Task requirements: Write out every entry, unchanged. Skip any picture.

Referring expression data:
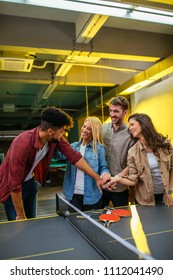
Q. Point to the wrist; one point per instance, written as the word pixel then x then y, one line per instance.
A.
pixel 117 177
pixel 169 191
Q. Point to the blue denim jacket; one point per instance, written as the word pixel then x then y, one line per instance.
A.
pixel 99 165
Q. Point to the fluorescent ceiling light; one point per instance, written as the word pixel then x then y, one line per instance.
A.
pixel 149 76
pixel 47 93
pixel 107 8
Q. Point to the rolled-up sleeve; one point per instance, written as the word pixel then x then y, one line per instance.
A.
pixel 66 149
pixel 133 172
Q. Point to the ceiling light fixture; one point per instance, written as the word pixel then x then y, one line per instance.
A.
pixel 149 76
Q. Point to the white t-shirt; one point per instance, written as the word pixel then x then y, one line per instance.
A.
pixel 155 173
pixel 79 184
pixel 39 155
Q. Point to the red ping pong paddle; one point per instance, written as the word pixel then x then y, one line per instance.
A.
pixel 109 218
pixel 121 212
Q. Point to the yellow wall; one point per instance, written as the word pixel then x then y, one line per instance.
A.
pixel 157 102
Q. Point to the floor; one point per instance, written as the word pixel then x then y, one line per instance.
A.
pixel 46 201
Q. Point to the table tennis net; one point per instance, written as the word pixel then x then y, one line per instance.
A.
pixel 110 245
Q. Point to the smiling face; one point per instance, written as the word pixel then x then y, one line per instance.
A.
pixel 135 128
pixel 117 114
pixel 86 132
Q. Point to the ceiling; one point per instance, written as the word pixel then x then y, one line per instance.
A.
pixel 47 60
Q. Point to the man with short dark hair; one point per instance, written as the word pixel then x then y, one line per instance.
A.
pixel 27 161
pixel 117 141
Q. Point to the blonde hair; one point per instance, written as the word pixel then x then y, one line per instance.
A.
pixel 96 129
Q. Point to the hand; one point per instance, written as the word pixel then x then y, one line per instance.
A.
pixel 99 183
pixel 105 177
pixel 20 217
pixel 110 185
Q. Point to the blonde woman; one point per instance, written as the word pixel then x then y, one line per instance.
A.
pixel 79 188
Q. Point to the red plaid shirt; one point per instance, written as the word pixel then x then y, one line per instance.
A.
pixel 20 158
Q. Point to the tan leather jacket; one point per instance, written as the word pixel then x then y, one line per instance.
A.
pixel 139 171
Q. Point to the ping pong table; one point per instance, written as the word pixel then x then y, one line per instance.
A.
pixel 55 237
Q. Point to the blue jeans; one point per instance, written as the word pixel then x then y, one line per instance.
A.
pixel 29 197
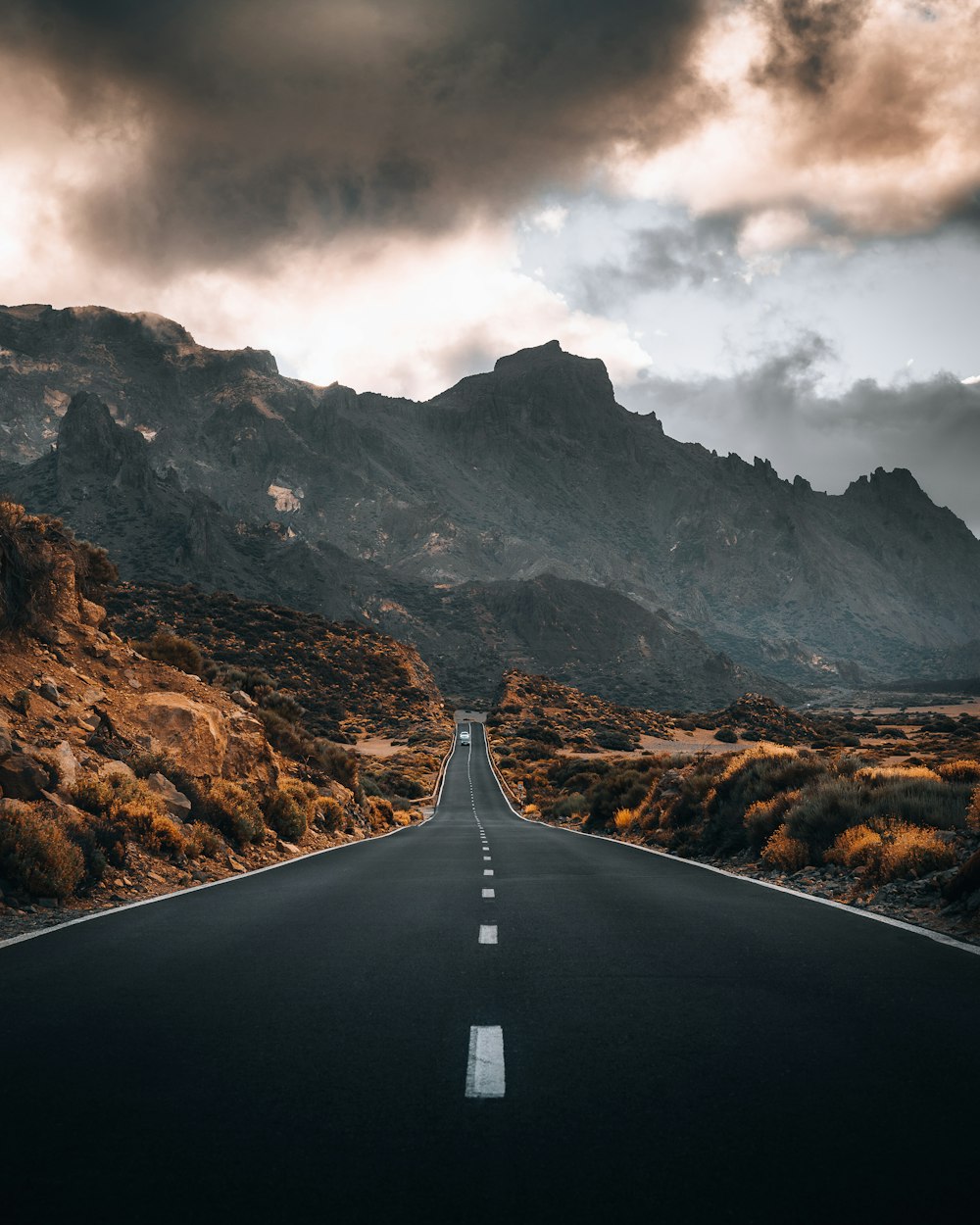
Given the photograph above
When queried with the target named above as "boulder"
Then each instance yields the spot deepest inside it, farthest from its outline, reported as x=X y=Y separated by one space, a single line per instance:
x=48 y=690
x=24 y=778
x=177 y=805
x=206 y=741
x=67 y=762
x=117 y=768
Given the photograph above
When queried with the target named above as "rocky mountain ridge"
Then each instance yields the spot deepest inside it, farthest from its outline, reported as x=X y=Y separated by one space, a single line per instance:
x=527 y=470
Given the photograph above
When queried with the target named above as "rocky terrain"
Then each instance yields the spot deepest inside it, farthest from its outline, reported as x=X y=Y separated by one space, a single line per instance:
x=880 y=812
x=532 y=469
x=101 y=478
x=123 y=773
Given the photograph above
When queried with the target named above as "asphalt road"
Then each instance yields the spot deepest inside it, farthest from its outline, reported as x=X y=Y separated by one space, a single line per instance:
x=676 y=1045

Exercise result:
Q. Point to the wrist; one point per instance, written as the word pixel then x then y, one line per instance.
A.
pixel 117 177
pixel 169 191
Q. Point to the blue denim jacket; one point per instance, written as the word pixel then x then y, one line per instance.
A.
pixel 99 165
Q. Point to the fluorescent ceiling light; one point per instance, written as the word pixel then x then y, one line per instance.
A.
pixel 149 76
pixel 47 93
pixel 107 8
Q. Point to the rolled-up sleeve; one point per instance, written as the word pixel then x then y, one line per instance.
A.
pixel 66 149
pixel 133 172
Q. Point to the ceiling light fixture; one point per instance, written as the word pixel then x then y, one line per instance.
A.
pixel 149 76
Q. Point to the white t-shirt; one point per instance, written as the word pixel then x then y, one line per instance.
A.
pixel 155 173
pixel 79 184
pixel 39 155
Q. Point to the red ping pong paddle; one point per instance, written as the word pixel then x then y, one line per instance.
A.
pixel 109 218
pixel 121 212
Q. Point to the yellow wall; one point per instance, written as the word pixel then x then y, one line per instance.
A.
pixel 157 102
Q. Point to the floor; one point per instance, written as the word pixel then x then y, one line per instance.
A.
pixel 46 201
Q. Point to the table tennis net; one point per instance, written as the word pixel then x then y, one line per instance.
A.
pixel 110 245
Q. Point to the smiling face; one point per instance, written as the word pixel then x then y, one line per instance.
A.
pixel 135 128
pixel 117 114
pixel 86 132
Q. Point to the ceiling; one point per instance, written as the word pixel then x then y, one line per instance.
A.
pixel 47 60
Q. Point to the man with short dark hair; one point per instance, written as the word pixel then x then y, one line per instance.
A.
pixel 27 161
pixel 117 141
Q. Point to the blonde hair; one point per instance, written as the word pixel then x then y, one line per instance.
A.
pixel 96 129
Q. Point to the hand; one point per instance, written as the word pixel then x then y, one line per instance.
A.
pixel 99 183
pixel 105 177
pixel 20 217
pixel 110 185
Q. Point to the blonde woman; one point per instance, written as the word pixel then x then y, one line per instance.
A.
pixel 79 188
Q. Point to the red plaid shirt; one point per instance, written as the word pixel then x then y, one line per instance.
A.
pixel 20 158
Q. Point to the tan leather jacket; one point per instance, written as the word pixel then x then y, one line per instance.
A.
pixel 139 171
Q. Point to the ping pong table; one point per instance, written as the word pixel then x then y, one line per instance.
A.
pixel 55 237
Q. Point to the blue jeans; one point per instance, written as the word pixel then x then y, one line per instance.
A.
pixel 29 197
Given the photograph above
When queried with the target named above as "boulder"
Then each instance yields the spot deepest inside it, farthest from its outline, reported as x=X y=Y separated by one space, a single line per instance:
x=48 y=690
x=24 y=778
x=177 y=805
x=206 y=741
x=67 y=762
x=117 y=768
Given the photograph above
When queried with the target named above as "rocky mountain ridge"
Then each instance yields the spot deepest inside it, farthest from its outline, reported as x=X y=Y separated by one space, a single line per instance:
x=527 y=470
Given the photograph above
When queried with the target named above as "rocky terrain"
Then each instance yields the spot deepest inside it, farthest from its outline, reported as x=X y=Y separated by one space, a single line per instance:
x=880 y=812
x=532 y=469
x=101 y=478
x=123 y=773
Given the photograph above
When queried with the target named above as "asphalt road"
Then each instance yields the spot deepest inside it, farthest from its outline, reported as x=X y=Y separated by one space, a single line per instance:
x=676 y=1045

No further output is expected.